- [Testo di lettura]:
╔══
In base ai risultati di uno studio apparso sul «Journal of the American Association» ai primi di luglio 2023, potrebbero diventare dirimenti due test clinici per stabilire il rischio di infarto e di insufficienza cardiaca nei pazienti affetti da diabete di tipo 2 (alimentare) nei quali la malattia cardiovascolare non è ancora stata diagnosticata. O almeno, questo è quello che auspicano gli autori dello studio, che hanno analizzato oltre 10 mila campioni di siero ematico conservati presso il National Health and Nutrition Examination Survey, un programma che monitora la salute e lo stato nutrizionale degli adulti e dei bambini negli Stati Uniti. Per quanto riguarda i test, si tratta di due vecchie conoscenze della cardiologia. Il primo è l’esame della troponina T, il test clinico d’elezione per diagnosticare l’infarto miocardico. Il secondo è l’NT-proBNP, un esame in grado di definire il livello di stress della parete ventricolare e il sovraccarico di volume che denotano l’insufficienza cardiaca.
In base ai campioni di siero conservati fra il 1999 e il 2004, gli autori hanno confrontato le associazioni di troponina T (≥14 ng/L) e di proBNP (≥125 pg/mL) a partire dai valori indicati fra parentesi nei soggetti con e senza diabete. Dal riscontro è emerso che i valori di questi due marcatori erano due volte superiori negli adulti con diabete rispetto ai soggetti senza diabete (33,4% contro 16,1%). La prevalenza di troponina T elevata era significativamente più alta nei pazienti diabetici da più anni e in coloro che hanno trascurato di controllare la glicemia rispetto a quanto prevedono le linee guida.
╚══
- [Dati forniti]:
╔══
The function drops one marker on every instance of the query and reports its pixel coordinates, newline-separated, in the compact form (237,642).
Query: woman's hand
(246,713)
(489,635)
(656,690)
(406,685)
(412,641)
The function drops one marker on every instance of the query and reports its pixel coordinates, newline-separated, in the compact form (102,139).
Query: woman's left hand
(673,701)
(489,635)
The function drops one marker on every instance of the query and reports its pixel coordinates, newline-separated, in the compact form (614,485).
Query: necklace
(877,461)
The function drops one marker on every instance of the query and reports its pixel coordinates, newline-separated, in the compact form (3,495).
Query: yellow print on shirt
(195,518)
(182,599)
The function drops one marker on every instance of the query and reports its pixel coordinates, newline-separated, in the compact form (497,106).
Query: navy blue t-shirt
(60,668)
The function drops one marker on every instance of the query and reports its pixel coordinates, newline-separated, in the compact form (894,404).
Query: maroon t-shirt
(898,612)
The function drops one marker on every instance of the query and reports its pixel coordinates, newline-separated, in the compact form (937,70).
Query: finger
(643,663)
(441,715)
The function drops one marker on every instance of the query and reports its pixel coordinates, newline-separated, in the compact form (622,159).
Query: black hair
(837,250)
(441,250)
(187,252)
╚══
- [Cosa fare]:
#1 Secondo il testo sul diabete e il rischio cardiaco, quale esame è il test clinico d'elezione per diagnosticare l'infarto miocardico?
#2 Riprendi il testo sul diabete e il rischio cardiaco partendo dalla sua ultima frase.
Il materiale è indipendente dal testo sul diabete e il rischio cardiaco.

- [Risposte numerate]:
#1 L'esame della troponina T.

#2
Siccome la malattia cardiovascolare non ancora diagnosticata nei diabetici ha un impatto notevole, visto che va a colpire circa 1/3 degli adulti statunitensi con diabete e conferisce loro un rischio sostanziale di mortalità, concordemente con le conclusioni dello studio statunitense, sia il test della troponina T sia l’NT-proBNP potrebbero diventare dei biomarcatori cardiaci molto utili per valutare e monitorare il rischio cardiovascolare nelle persone con diabete, se eseguiti almeno una volta l’anno.
Tanto più che le malattie cardiovascolari sono la principale causa di morbilità e mortalità negli adulti diabetici. Negli USA rappresentano oltre il 40% dei ricoveri e il 30% di decessi.
Il primo consenso al test della troponina T negli USA risale al 2022, quando l’FDA ha dato parere positivo alla relazione dell’American Diabetes Association che lo caldeggiava per i diabetici.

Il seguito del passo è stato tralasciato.